### Data provided
▶

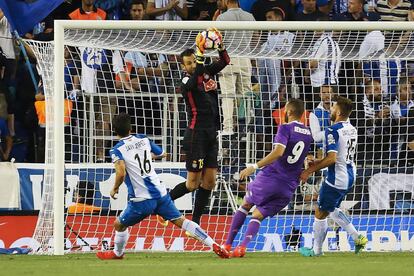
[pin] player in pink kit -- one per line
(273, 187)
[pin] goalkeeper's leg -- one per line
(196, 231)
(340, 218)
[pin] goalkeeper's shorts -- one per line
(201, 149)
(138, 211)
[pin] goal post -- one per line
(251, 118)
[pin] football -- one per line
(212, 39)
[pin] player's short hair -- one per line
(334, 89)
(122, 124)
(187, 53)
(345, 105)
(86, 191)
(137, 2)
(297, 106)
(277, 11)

◀
▶

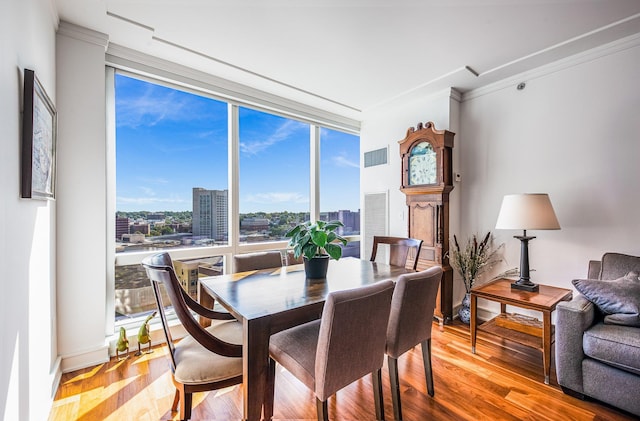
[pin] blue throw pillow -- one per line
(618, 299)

◀
▶

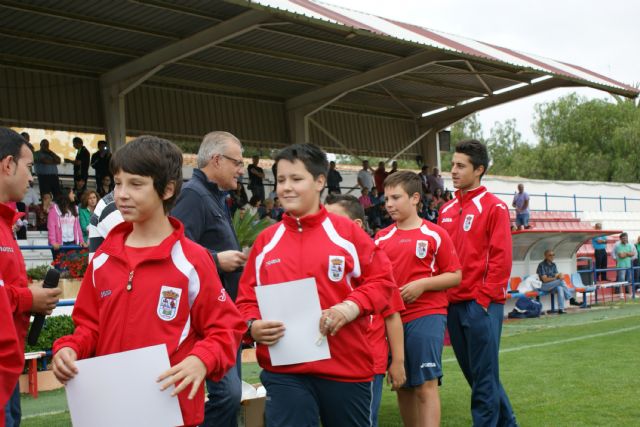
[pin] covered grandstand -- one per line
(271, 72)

◀

### Exercise details
Pick out each line of the items above that contains the string "goalkeeper", and copy those lines. Case counts, so uppercase and lowercase letters must match.

### Right answer
[pin] goalkeeper's leg -- one per line
[pin] goalkeeper's shorts -- one per line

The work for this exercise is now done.